WHAT YOU SHOULD DO -
Reproduce every row below word for word, leaving out the pictures.

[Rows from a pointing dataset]

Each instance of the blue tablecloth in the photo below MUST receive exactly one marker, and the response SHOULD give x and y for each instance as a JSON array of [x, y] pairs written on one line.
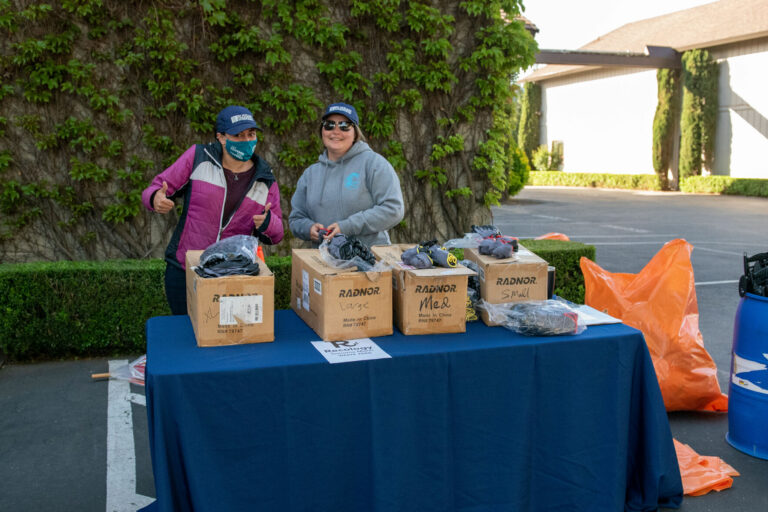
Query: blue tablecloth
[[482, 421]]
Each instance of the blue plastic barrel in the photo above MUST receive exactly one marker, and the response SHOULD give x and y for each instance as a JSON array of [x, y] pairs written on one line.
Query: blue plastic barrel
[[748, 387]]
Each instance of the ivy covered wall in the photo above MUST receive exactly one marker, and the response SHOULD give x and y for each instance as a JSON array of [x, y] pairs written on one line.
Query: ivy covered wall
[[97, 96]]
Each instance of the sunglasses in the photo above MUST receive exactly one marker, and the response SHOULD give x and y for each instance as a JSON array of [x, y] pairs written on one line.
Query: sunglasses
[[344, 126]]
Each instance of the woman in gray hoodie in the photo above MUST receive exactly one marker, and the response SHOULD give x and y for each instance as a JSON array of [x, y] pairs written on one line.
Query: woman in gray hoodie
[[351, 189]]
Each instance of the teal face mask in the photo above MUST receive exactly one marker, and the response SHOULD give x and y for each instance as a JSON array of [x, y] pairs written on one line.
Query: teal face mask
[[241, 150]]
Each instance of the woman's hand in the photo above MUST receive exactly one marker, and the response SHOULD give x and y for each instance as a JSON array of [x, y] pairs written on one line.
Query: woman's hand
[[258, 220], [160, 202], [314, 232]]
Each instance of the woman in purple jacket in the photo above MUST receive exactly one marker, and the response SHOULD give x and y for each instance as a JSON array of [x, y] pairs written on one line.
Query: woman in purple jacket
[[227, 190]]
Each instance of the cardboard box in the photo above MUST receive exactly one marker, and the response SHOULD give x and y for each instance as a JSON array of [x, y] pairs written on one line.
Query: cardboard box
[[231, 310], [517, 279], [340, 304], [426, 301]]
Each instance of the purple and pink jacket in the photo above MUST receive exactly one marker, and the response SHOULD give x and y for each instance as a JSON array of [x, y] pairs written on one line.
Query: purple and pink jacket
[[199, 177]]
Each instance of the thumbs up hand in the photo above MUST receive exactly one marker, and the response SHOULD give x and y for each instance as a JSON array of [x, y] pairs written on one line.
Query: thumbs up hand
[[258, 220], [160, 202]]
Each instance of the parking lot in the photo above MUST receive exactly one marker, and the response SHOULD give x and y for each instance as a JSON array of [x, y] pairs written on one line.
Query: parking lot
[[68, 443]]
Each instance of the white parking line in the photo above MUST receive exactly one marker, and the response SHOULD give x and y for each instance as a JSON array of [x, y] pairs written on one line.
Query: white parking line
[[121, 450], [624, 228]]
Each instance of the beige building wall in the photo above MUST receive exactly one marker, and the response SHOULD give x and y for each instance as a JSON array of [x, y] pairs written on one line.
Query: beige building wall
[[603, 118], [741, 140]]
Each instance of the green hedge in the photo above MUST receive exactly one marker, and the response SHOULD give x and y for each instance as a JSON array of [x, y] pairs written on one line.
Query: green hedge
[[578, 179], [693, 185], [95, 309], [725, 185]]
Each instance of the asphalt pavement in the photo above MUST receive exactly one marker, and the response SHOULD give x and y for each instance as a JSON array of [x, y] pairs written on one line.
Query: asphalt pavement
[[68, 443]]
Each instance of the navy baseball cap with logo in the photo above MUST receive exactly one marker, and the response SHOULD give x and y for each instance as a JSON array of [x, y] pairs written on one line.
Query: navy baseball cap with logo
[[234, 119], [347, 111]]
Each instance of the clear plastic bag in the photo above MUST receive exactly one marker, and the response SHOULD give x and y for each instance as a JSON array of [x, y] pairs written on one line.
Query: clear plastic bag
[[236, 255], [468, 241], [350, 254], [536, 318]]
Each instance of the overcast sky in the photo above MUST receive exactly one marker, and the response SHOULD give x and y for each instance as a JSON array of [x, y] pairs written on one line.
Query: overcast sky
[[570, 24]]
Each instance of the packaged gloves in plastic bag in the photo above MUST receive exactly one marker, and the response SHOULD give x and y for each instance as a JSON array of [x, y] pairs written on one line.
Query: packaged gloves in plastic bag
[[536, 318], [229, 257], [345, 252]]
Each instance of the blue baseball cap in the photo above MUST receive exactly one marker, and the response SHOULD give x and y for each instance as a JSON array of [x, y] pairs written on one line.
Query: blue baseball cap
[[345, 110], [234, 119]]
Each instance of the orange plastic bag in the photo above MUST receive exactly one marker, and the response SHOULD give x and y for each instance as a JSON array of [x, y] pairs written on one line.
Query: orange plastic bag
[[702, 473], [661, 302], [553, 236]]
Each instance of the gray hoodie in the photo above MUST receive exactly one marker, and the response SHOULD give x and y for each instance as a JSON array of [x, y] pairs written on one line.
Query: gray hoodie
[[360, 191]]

REPLY -
Each instance of the blue tablecloth in the photo below MUST receive exactly one marker, and the response SHOULD give x and y for each instance as a JSON array of [x, y] pairs written on one line.
Query: blue tablecloth
[[482, 421]]
Each instance of the blue plastic barrel in the photo above MUST receive exactly one marker, and the response SHOULD give x and y for each instance as a JSON array of [x, y] pairs written on one line.
Query: blue plastic barrel
[[748, 387]]
Each instance of the ivy covered wall in the photo above MUST receive exactly one marker, and the response SHOULD give x and y for each instance as a JSON array of [x, y] pairs written on one line.
Query: ivy covered wall
[[97, 96]]
Each instance of the sunglasses in the photo above MUST receive exactly one marker, and the response SHOULD give x and y for each instance as a JSON array of [x, y] pairs written on one line.
Query: sunglasses
[[344, 126]]
Each instance of the woman in gray hoodie in the photo above MUST receive exactly one marker, and the response SHOULD give x and y for each instance as a JSON array of [x, y] pairs written on one line.
Query: woman in gray hoodie
[[351, 189]]
Each instance of the teal face mask in the photo above MUST receive exactly one marker, and the response SHOULD give x and y for each instance as a JSON array of [x, y] pairs written on one line.
Query: teal face mask
[[241, 150]]
Each instance of the woman's hand in the photo above MUST receive exactly one marker, and the response SHOULD give x and y for each instance as a JSON array of [x, y] pairs written on one line.
Query: woman's hand
[[258, 220], [160, 202], [314, 232]]
Each instance of the woman in purple jacket in the photo above MUST receive exactly one marker, and the response SHOULD give x and y for each instance as a JSON array of [x, y] pairs written on one line.
Query: woman in purple jacket
[[227, 190]]
Each instance of the cardboard box in the photo above MUST receive exactly one marker, and the response SHOULD give x and y for each instance as a JSON array of [x, y] pairs written on one line.
Query: cardboard box
[[231, 310], [517, 279], [340, 304], [426, 301]]
Each instance of the purple and pink jacket in the photo above MUST receive exactly one marker, and the response SHOULD give x and y for each instance as a JSON array of [x, y] pairs written on one line.
Query: purple and pink jacket
[[199, 177]]
Each instance of the thumbs up hand in the photo above MUST receive exactly one marker, and the response SHOULD give x and y for each instance as a JSON array of [x, y] pairs written on one line.
Query: thumbs up hand
[[258, 220], [160, 202]]
Each instance of the parking lot in the photo above MUST receive exactly one marker, and the response SHOULD give x and y for each instance as a JSON array of [x, y] pairs written on one line.
Query: parking lot
[[68, 443]]
Each instance of the white parking line in the photo above MUST receive exactly one marker, and the response SHOULD give x and y for each instance as a JSON array of [x, y] pairs written on one line.
Query: white parking line
[[121, 450], [624, 228]]
Each instance of the beige building wall in the photo above MUST receive exactly one marker, and the response SHOULD give x and y for each instance as a JSON array of [x, y] pairs written on one line.
Query: beige building wall
[[603, 118], [741, 140]]
Each instance of the green hedge in the photo above MUST receive exactly one marker, and the response SHOULD give x and y for each instance as a JSON array of [x, y] pairs written on one line.
Query: green hedge
[[578, 179], [693, 185], [95, 309], [725, 185]]
Each instance of the asphalt pavement in the photo above MUST receive exactly one marker, and the response SHOULD give x and y for each instance as a JSON array of [x, y] pairs written on one line.
Query: asphalt pavement
[[68, 443]]
Each instance of the navy baseball cap with logo in the photo above MUST receive exactly one marker, and the response SHOULD give x and y for each instance as a JSON array of [x, y] pairs written on one line.
Query: navy baseball cap with logo
[[234, 119], [347, 111]]
Each instance of the clear plastic bag in the photo above MUST receive exactly one marker, and the response SHOULD give x and y for each instance as a JSON array of [x, y] pairs written on one line.
Query: clear plastic bag
[[236, 255], [468, 241], [350, 254], [536, 318]]
Each instance of the overcast sky in the photo above MUST receive exactly one marker, and the response SHOULD give x and y for each instance as a JSON array of [x, y] pairs written on one line.
Query: overcast sky
[[570, 24]]
Each instance of the packaged gloves in plastic bag in the photo above MUST receive exactly one marker, and the response SHOULD give x and y for each instance as a JSON array of [x, y] pairs written on one line.
Query: packaged gloves in plastic bag
[[536, 318], [229, 257], [345, 252]]
Each instance of the blue baseball cap in the photo above MUST receive exactly one marker, and the response SHOULD give x and y for each instance as a JSON array of [x, y] pairs written on one line.
Query: blue baseball cap
[[345, 110], [234, 119]]
Each instance of the orange plastic bag in the photo above MUST receive exactly one marker, and the response SHOULD give x and y for each instance as a JSON array of [x, y] pairs written on one line.
Query: orange plastic bag
[[702, 473], [661, 302], [553, 236]]
Each instance of the gray hoodie in the photo above MUST receive exactly one marker, and the response SHOULD give x and y for each instance as a JSON array of [x, y] pairs written on one line.
Query: gray hoodie
[[360, 191]]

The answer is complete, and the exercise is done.